## WORK TASK
Give an exact copy of every entry.
+++
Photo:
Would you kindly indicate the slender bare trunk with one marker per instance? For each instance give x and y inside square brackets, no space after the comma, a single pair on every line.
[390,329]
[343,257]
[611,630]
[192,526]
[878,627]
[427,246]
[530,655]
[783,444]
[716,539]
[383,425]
+++
## THE ANSWER
Photo:
Would you kindly indicate the slender bare trunk with one marker per instance? For each instance give x and y inside square brackets, no space after the comma, a single pair on every line.
[390,329]
[343,257]
[611,630]
[192,526]
[878,627]
[427,246]
[530,655]
[783,444]
[716,539]
[383,425]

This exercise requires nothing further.